--- start Excerpt provided ---

Appellate Division of the Supreme Court of New York, Third Department
Jun 11, 1998
251 A.D.2d 786 (N.Y. App. Div. 1998)

Opinion

June 11, 1998

Appeal from the Supreme Court (Ingraham, J.).


The sole question presented upon this appeal is whether Supreme Court erred in finding, as a matter of law, that plaintiff was an independent contractor and not an employee of defendant Jerry Osterhoudt (hereinafter defendant).

The record discloses the following uncontroverted facts. Plaintiff worked as a handyman performing general maintenance, construction and repair work for a variety of individuals and businesses in the City of Oneonta area in Otsego County, finding work most often by "word of mouth". Over a period of several years prior to his accident, plaintiff had performed a variety of jobs for defendants at their rental properties and residences. During this same period, he performed similar work for approximately eight other individuals or entities. Some of these jobs lasted a month or longer, and on many occasions plaintiff declined to work for defendants due to other commitments. Supplies and materials, when needed, were furnished by defendants. Tools were generally available on defendants' premises, but plaintiff owned an extensive set of power and hand tools which he always brought to the work sites. He was paid on an hourly basis at his request, and Social Security and other taxes were not withheld from his pay. On his income tax returns, plaintiff described himself as a "self employed carpenter" and reported the moneys he received from his various jobs as income rather than wages or salary.

Sometime in March 1994, plaintiff was asked to trim trees located on defendants' adjoining rental properties. Although plaintiff agreed to do the work, he did not begin the job for at least two weeks due in part to his involvement with a job for another individual. On March 23, 1994, plaintiff and a coworker first trimmed two trees on defendant's property and then proceeded onto the property of defendant Carl Osterhoudt (hereinafter Osterhoudt), where plaintiff was injured when he fell while trimming one of the trees thereon. Neither defendant nor Osterhoudt was present when the accident occurred, nor did either give plaintiff any specific direction as to the manner in which to perform the job except for indicating which trees were to be trimmed and where the severed limbs were to be placed. In addition to his usual tools, plaintiff brought a chain saw and reciprocating saw to the work site. Defendants provided a ladder, rope and chain saw for plaintiffs use. Plaintiff testified that during the course of the job, he decided which tools and saw to use and was in fact using his own saw when the accident occurred.

--- end Excerpt provided ---
--- start Records shown ---

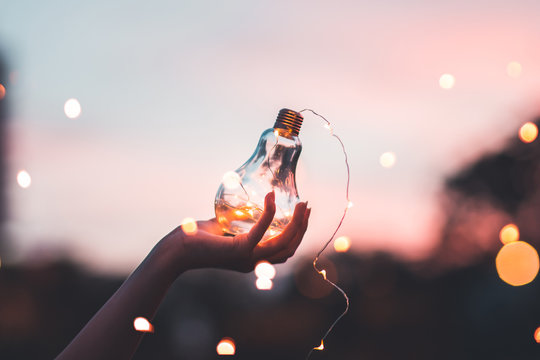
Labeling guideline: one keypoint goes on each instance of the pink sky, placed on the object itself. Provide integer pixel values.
(174, 95)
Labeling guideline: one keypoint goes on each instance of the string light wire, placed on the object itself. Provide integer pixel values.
(328, 125)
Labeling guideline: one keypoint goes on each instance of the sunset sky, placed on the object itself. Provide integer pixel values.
(176, 93)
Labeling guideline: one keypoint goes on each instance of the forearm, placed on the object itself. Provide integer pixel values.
(110, 333)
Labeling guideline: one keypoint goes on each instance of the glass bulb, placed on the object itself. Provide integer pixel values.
(240, 198)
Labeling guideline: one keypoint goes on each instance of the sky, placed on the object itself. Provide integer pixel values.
(174, 94)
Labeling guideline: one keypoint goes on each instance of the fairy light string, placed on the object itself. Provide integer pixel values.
(328, 126)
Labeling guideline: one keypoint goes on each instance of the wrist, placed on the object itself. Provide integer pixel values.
(170, 254)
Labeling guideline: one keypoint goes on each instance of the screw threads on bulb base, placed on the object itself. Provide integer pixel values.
(289, 120)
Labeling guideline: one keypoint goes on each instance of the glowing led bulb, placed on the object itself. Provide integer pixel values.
(528, 132)
(23, 179)
(264, 284)
(72, 108)
(226, 347)
(265, 270)
(240, 197)
(142, 324)
(509, 233)
(447, 81)
(517, 263)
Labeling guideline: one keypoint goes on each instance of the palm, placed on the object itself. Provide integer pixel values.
(210, 247)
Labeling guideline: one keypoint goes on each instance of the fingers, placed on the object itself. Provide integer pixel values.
(289, 251)
(281, 242)
(257, 231)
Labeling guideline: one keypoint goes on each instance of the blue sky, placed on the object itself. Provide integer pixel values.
(174, 94)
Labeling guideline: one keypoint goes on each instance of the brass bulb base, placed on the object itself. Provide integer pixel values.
(289, 120)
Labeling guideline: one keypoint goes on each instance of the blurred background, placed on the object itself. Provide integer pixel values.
(119, 118)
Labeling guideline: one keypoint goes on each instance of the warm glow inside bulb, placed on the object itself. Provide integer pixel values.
(528, 132)
(264, 283)
(517, 263)
(226, 347)
(342, 244)
(447, 81)
(388, 159)
(265, 270)
(513, 69)
(23, 179)
(189, 226)
(72, 108)
(509, 233)
(143, 325)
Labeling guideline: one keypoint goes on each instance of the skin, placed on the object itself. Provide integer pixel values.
(110, 333)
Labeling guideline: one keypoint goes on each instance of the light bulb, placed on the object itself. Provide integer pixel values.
(240, 199)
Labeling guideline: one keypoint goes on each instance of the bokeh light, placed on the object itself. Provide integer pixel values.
(447, 81)
(189, 226)
(231, 180)
(142, 324)
(264, 284)
(342, 244)
(517, 263)
(513, 69)
(72, 108)
(265, 270)
(388, 159)
(528, 132)
(24, 179)
(509, 233)
(226, 347)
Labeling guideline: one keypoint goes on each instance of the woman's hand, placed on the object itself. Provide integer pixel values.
(209, 247)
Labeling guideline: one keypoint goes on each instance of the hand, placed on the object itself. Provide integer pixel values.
(208, 247)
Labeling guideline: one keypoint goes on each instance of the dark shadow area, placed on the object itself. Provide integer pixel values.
(396, 313)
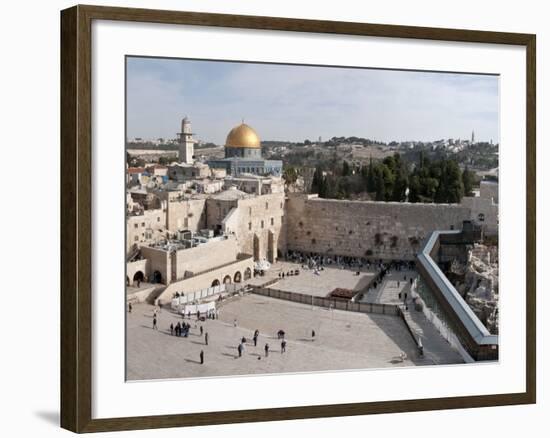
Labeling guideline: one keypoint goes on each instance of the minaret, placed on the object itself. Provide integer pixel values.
(186, 142)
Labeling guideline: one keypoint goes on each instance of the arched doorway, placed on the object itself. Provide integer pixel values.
(256, 247)
(139, 277)
(157, 277)
(237, 277)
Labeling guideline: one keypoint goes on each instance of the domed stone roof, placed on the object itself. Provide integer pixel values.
(242, 136)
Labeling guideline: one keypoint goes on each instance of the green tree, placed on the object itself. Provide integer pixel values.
(317, 181)
(346, 171)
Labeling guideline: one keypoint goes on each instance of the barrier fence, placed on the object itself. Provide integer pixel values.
(190, 297)
(441, 327)
(328, 303)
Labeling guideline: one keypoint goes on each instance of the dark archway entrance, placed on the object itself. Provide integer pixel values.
(139, 277)
(237, 277)
(157, 277)
(271, 247)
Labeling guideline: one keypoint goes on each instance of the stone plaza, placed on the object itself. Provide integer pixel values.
(343, 340)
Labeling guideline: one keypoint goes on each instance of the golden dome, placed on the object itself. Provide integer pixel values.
(242, 136)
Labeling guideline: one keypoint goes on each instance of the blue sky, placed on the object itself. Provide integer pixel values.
(287, 102)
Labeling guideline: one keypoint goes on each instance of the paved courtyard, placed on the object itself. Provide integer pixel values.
(321, 284)
(344, 340)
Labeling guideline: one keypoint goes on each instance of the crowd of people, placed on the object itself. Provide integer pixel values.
(312, 260)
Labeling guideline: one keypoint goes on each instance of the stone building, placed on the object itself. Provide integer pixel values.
(204, 230)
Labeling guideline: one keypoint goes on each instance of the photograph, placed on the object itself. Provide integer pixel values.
(296, 218)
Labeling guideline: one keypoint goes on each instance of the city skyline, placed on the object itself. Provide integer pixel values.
(294, 103)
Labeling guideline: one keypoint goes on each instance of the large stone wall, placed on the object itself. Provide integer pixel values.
(207, 279)
(145, 228)
(214, 253)
(257, 224)
(189, 214)
(380, 230)
(483, 211)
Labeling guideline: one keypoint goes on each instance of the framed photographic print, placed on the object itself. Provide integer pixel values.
(269, 218)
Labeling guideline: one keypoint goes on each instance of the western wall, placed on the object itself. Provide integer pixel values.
(380, 230)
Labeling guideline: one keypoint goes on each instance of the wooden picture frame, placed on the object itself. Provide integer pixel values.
(76, 218)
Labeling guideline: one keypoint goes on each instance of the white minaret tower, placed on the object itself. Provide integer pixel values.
(186, 142)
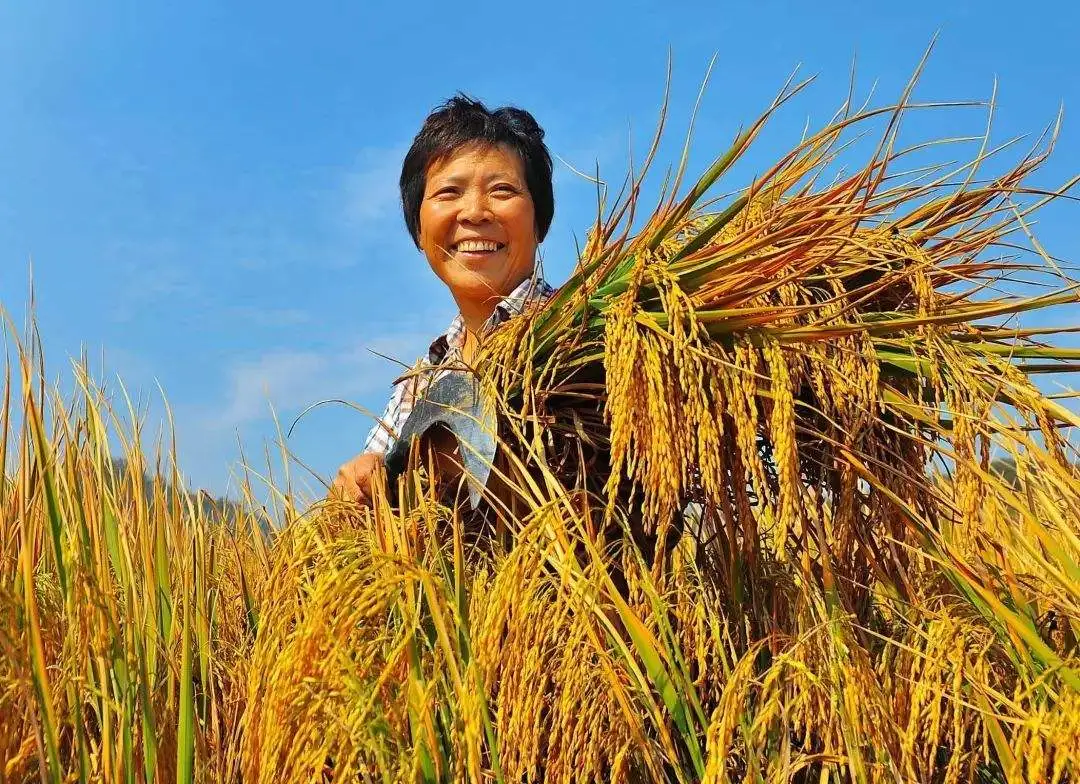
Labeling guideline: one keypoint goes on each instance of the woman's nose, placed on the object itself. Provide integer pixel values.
(474, 207)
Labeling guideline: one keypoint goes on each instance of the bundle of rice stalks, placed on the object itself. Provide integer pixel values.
(806, 364)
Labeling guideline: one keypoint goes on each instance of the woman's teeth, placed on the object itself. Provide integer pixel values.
(476, 246)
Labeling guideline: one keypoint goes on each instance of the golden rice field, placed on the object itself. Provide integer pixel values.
(748, 523)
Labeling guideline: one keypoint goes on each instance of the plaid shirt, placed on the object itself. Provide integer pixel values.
(444, 352)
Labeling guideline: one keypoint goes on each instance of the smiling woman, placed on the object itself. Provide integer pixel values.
(476, 196)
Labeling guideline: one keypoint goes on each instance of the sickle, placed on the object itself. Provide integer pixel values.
(455, 401)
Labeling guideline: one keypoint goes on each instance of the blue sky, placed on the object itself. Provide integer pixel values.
(207, 190)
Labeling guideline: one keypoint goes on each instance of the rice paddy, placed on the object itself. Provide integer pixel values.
(748, 523)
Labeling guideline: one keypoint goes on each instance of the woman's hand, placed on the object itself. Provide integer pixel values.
(353, 481)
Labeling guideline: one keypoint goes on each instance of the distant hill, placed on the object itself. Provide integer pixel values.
(212, 507)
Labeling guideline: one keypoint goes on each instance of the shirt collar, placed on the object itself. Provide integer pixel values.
(529, 291)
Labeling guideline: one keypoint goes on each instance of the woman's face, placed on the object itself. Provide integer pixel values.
(477, 225)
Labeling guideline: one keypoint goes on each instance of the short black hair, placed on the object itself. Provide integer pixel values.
(462, 121)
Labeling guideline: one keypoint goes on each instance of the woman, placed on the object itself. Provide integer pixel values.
(476, 194)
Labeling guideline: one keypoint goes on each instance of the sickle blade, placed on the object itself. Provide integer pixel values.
(456, 402)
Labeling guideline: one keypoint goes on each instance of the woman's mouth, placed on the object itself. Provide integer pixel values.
(475, 248)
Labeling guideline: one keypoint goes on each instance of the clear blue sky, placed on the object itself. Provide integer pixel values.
(207, 190)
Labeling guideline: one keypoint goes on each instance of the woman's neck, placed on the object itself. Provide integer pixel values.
(475, 314)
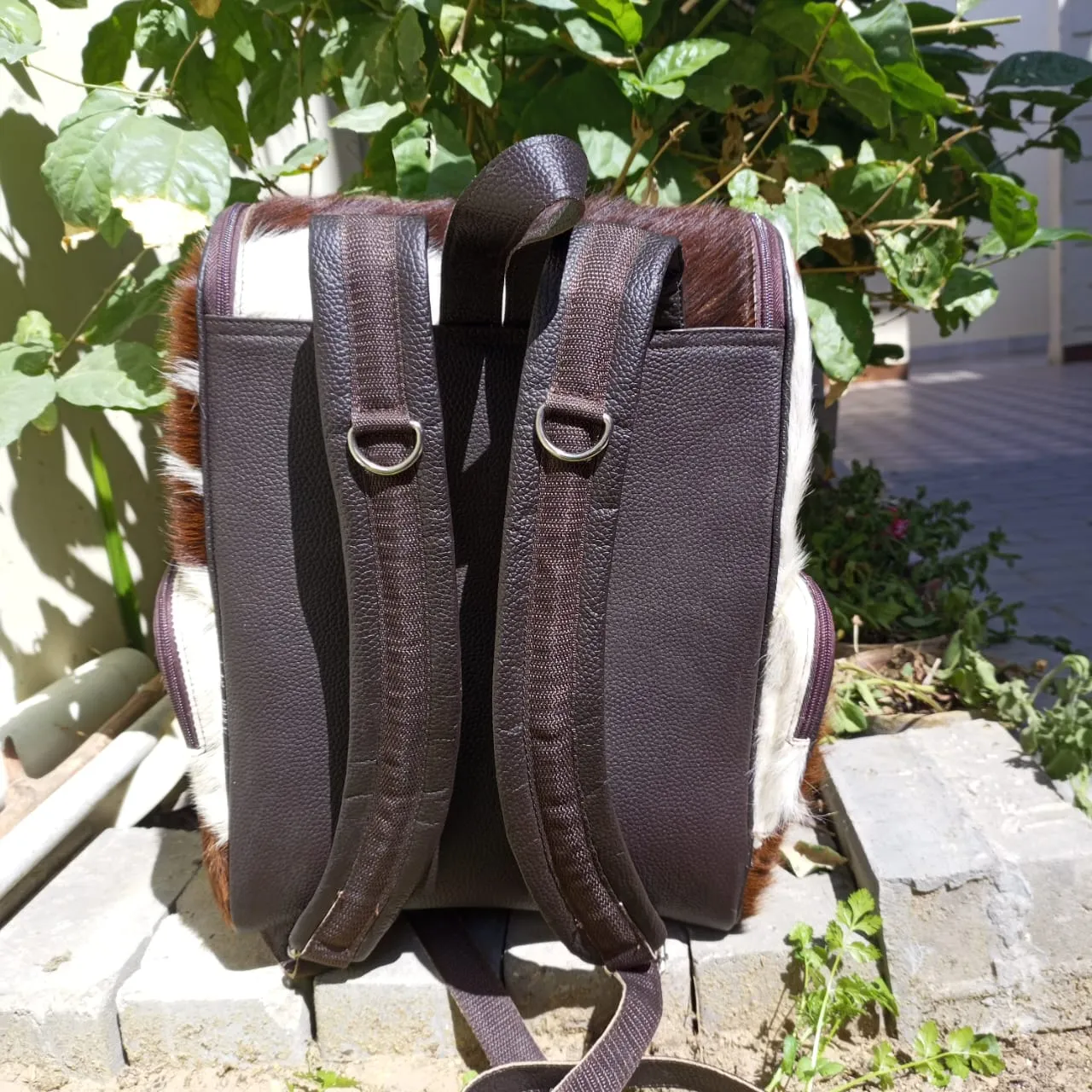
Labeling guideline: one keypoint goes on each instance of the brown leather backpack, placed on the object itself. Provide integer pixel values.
(487, 589)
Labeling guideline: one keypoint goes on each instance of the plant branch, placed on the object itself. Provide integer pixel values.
(98, 303)
(182, 61)
(810, 68)
(744, 163)
(639, 141)
(93, 86)
(671, 139)
(956, 26)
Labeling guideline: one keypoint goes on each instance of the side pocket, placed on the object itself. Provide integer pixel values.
(822, 665)
(188, 650)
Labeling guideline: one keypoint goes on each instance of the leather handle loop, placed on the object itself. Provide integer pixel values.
(530, 192)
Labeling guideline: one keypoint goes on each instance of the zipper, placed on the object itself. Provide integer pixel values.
(166, 650)
(770, 276)
(221, 254)
(822, 666)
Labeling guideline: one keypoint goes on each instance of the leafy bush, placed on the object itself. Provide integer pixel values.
(858, 135)
(894, 564)
(833, 996)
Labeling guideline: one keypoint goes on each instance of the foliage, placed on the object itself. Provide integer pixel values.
(1054, 717)
(860, 136)
(892, 568)
(833, 997)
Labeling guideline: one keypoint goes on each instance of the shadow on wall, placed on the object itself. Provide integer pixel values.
(50, 530)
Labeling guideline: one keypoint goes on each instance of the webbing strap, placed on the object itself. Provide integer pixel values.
(596, 307)
(385, 445)
(614, 1063)
(480, 996)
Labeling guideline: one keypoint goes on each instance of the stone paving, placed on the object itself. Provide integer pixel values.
(1013, 437)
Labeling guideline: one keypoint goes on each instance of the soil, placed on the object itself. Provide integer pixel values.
(1055, 1061)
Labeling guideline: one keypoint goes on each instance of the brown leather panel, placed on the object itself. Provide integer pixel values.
(276, 561)
(686, 613)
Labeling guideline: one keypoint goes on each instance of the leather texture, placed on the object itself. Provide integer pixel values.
(592, 328)
(683, 612)
(530, 192)
(375, 359)
(276, 562)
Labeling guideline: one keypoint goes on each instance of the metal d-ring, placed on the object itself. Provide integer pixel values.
(572, 456)
(354, 450)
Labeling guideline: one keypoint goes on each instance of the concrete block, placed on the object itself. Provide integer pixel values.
(982, 872)
(396, 1005)
(65, 955)
(207, 995)
(568, 1002)
(741, 978)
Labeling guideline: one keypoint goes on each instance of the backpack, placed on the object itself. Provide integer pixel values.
(486, 585)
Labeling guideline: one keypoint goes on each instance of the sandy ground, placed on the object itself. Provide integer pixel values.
(1036, 1064)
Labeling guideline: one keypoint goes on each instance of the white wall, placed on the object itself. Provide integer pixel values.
(1029, 283)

--- end Records shown ---

■ **What to work on**
Answer these questions using the court opinion above.
(a) For approximately how many other individuals or entities did the plaintiff perform similar work?
(b) How did the plaintiff describe himself on his income tax returns?
(c) On what date was the plaintiff injured?

■ **Response to the task**
(a) Approximately eight.
(b) As a "self employed carpenter."
(c) March 23, 1994.